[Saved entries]

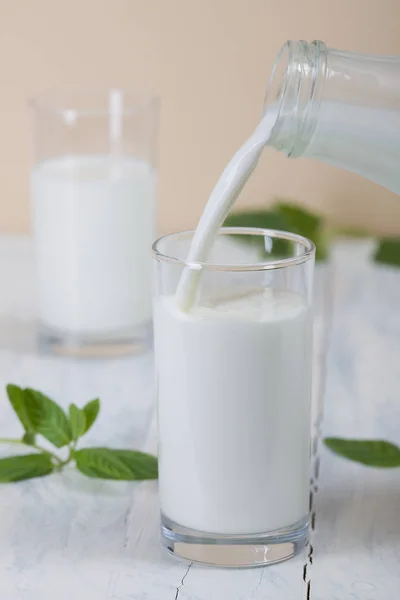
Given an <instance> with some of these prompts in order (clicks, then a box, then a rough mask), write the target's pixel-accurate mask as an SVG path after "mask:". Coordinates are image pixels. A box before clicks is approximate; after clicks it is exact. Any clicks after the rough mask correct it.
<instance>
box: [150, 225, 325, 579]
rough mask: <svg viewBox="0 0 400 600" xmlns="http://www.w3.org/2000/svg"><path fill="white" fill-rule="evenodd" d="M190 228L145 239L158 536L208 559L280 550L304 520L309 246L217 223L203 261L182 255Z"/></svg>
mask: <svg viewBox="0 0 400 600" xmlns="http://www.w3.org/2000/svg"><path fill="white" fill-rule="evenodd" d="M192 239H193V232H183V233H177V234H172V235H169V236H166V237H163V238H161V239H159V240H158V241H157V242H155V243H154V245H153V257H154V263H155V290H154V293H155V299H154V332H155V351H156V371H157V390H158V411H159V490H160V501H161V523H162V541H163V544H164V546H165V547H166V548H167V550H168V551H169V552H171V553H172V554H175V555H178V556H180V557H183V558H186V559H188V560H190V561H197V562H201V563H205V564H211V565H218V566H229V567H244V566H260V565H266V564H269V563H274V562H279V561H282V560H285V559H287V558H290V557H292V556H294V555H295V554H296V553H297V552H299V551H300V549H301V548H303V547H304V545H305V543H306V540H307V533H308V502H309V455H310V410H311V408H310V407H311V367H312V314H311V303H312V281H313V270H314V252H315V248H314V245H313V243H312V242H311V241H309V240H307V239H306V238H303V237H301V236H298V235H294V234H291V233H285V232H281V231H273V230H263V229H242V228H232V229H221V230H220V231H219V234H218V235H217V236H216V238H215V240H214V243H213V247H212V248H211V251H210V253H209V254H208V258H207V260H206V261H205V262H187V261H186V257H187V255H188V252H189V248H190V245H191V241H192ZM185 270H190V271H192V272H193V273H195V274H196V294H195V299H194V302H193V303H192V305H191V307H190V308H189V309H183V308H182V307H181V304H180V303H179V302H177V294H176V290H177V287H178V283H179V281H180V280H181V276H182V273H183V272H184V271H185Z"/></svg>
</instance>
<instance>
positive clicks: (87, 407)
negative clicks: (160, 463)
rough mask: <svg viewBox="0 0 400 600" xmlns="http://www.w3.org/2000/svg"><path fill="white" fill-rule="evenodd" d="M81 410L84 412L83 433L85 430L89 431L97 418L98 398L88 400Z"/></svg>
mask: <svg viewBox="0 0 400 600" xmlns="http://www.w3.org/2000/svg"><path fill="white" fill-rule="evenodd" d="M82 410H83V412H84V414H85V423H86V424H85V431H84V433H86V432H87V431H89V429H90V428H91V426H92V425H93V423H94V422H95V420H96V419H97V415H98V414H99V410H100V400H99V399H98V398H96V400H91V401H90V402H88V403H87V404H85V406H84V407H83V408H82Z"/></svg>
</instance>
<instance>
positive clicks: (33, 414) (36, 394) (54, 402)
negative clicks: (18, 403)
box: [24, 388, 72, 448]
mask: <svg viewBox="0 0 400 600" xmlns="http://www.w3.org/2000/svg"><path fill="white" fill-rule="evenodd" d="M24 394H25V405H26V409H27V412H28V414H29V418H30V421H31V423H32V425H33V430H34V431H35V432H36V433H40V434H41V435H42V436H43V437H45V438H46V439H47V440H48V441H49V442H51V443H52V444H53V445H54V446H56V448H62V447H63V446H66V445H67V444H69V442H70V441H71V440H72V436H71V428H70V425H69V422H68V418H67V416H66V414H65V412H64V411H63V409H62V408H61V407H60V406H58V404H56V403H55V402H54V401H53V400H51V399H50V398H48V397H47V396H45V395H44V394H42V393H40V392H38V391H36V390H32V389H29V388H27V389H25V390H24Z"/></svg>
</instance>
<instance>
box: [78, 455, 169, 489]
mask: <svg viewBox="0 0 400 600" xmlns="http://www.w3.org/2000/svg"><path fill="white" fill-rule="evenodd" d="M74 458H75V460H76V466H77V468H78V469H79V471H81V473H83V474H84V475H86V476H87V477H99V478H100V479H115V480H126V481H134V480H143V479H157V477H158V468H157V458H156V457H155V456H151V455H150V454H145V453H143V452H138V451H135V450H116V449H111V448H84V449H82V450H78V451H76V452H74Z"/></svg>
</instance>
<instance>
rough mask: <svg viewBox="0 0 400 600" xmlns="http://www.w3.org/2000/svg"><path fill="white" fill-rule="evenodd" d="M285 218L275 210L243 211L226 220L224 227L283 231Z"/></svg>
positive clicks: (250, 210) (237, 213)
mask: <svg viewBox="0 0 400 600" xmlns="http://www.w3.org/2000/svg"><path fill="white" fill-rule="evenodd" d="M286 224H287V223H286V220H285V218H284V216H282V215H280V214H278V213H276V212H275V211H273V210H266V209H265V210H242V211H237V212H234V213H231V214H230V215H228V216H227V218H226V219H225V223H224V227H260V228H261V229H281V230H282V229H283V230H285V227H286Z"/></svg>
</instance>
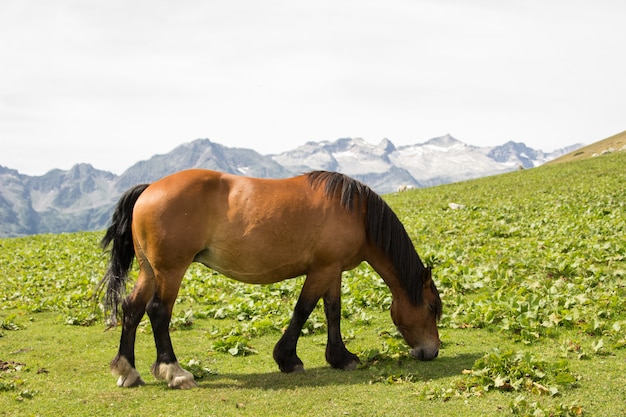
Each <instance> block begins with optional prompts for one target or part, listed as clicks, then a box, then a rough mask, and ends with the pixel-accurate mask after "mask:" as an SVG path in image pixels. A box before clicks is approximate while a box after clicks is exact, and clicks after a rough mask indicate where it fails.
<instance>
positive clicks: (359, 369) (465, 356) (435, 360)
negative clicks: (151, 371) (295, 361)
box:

> Problem to solve
Rewrite all the records above, replacing every "rough mask" with "coarse mask" and changing nothing else. Leave the pictures out of your answer.

> Result for this exercise
Given an <instance> with some of these prompts in order (clicks, then a box, then a coarse mask), write the target's pixel-accurate mask as an SVG path after "mask:". Coordinates are image pixels. A box before clicks is approximate; after clicks it is exact. Any clicks after the coarse mask correct it.
<instance>
box: [150, 225, 325, 579]
coarse mask: <svg viewBox="0 0 400 600" xmlns="http://www.w3.org/2000/svg"><path fill="white" fill-rule="evenodd" d="M190 228L145 239L158 536L208 559L280 550L304 520L309 246L217 223L203 261L182 255Z"/></svg>
mask: <svg viewBox="0 0 400 600" xmlns="http://www.w3.org/2000/svg"><path fill="white" fill-rule="evenodd" d="M192 239H193V232H183V233H177V234H172V235H169V236H166V237H163V238H161V239H159V240H158V241H157V242H155V243H154V245H153V257H154V263H155V290H154V293H155V299H154V332H155V351H156V371H157V390H158V411H159V490H160V501H161V523H162V541H163V544H164V546H165V547H166V548H167V550H168V551H169V552H171V553H172V554H175V555H178V556H180V557H183V558H186V559H188V560H190V561H197V562H201V563H205V564H211V565H218V566H229V567H244V566H260V565H266V564H269V563H274V562H279V561H282V560H285V559H287V558H290V557H292V556H294V555H295V554H296V553H297V552H299V551H300V549H301V548H303V547H304V545H305V543H306V540H307V533H308V502H309V455H310V410H311V408H310V407H311V367H312V314H311V303H312V281H313V270H314V252H315V248H314V245H313V243H312V242H311V241H309V240H307V239H306V238H303V237H301V236H298V235H294V234H291V233H285V232H281V231H273V230H263V229H242V228H232V229H221V230H220V231H219V234H218V235H217V236H216V238H215V240H214V243H213V247H212V248H211V251H210V253H209V254H208V258H207V260H206V261H205V262H187V261H186V257H187V255H188V252H189V248H190V245H191V241H192ZM185 270H190V271H192V272H193V273H195V274H196V294H195V299H194V302H193V303H192V305H191V307H190V308H189V309H183V308H182V307H181V304H180V303H179V302H177V294H176V290H177V287H178V283H179V281H180V280H181V276H182V273H183V272H184V271H185Z"/></svg>
</instance>
<instance>
positive clicks: (87, 407)
negative clicks: (160, 463)
coarse mask: <svg viewBox="0 0 400 600" xmlns="http://www.w3.org/2000/svg"><path fill="white" fill-rule="evenodd" d="M81 410L84 412L83 433L85 430L89 431L97 418L98 398L88 400Z"/></svg>
mask: <svg viewBox="0 0 400 600" xmlns="http://www.w3.org/2000/svg"><path fill="white" fill-rule="evenodd" d="M82 410H83V412H84V414H85V423H86V424H85V431H84V433H86V432H87V431H89V429H90V428H91V426H92V425H93V423H94V422H95V420H96V419H97V415H98V414H99V410H100V400H99V399H98V398H96V400H91V401H90V402H88V403H87V404H85V406H84V407H83V408H82Z"/></svg>
</instance>
<instance>
positive clicks: (33, 414) (36, 394) (54, 402)
negative clicks: (18, 403)
box: [24, 388, 72, 448]
mask: <svg viewBox="0 0 400 600" xmlns="http://www.w3.org/2000/svg"><path fill="white" fill-rule="evenodd" d="M24 394H25V405H26V409H27V412H28V414H29V418H30V421H31V423H32V425H33V430H34V431H35V432H36V433H40V434H41V435H42V436H43V437H45V438H46V439H47V440H48V441H49V442H51V443H52V444H53V445H54V446H56V448H62V447H63V446H66V445H67V444H69V442H70V441H71V440H72V436H71V428H70V425H69V422H68V418H67V416H66V414H65V412H64V411H63V409H62V408H61V407H60V406H58V404H56V403H55V402H54V401H53V400H51V399H50V398H48V397H47V396H45V395H44V394H42V393H40V392H38V391H36V390H32V389H29V388H27V389H25V390H24Z"/></svg>
</instance>
<instance>
box: [78, 455, 169, 489]
mask: <svg viewBox="0 0 400 600" xmlns="http://www.w3.org/2000/svg"><path fill="white" fill-rule="evenodd" d="M74 458H75V460H76V466H77V468H78V469H79V471H81V473H83V474H84V475H86V476H87V477H99V478H100V479H115V480H126V481H134V480H143V479H157V477H158V468H157V458H156V457H155V456H151V455H150V454H145V453H143V452H138V451H135V450H116V449H111V448H84V449H82V450H78V451H76V452H74Z"/></svg>
</instance>
<instance>
coarse mask: <svg viewBox="0 0 400 600" xmlns="http://www.w3.org/2000/svg"><path fill="white" fill-rule="evenodd" d="M285 218L275 210L243 211L226 220L224 227L283 231Z"/></svg>
positive clicks: (250, 210) (237, 213)
mask: <svg viewBox="0 0 400 600" xmlns="http://www.w3.org/2000/svg"><path fill="white" fill-rule="evenodd" d="M286 224H287V223H286V220H285V218H284V216H282V215H280V214H278V213H276V212H275V211H273V210H266V209H265V210H242V211H237V212H234V213H231V214H230V215H228V216H227V218H226V219H225V223H224V227H260V228H261V229H281V230H282V229H283V230H285V227H286Z"/></svg>
</instance>
Each <instance> block begins with optional prompts for one target or part, listed as clicks, then a box, then a coarse mask, and ends with the pixel-accurate mask after "mask:" as an SVG path in image pixels. A box before clicks is approximate while a box after clicks is exact, and clicks after a coarse mask indicate where it fails.
<instance>
positive clicks: (359, 369) (465, 356) (435, 360)
negative clicks: (151, 371) (295, 361)
box:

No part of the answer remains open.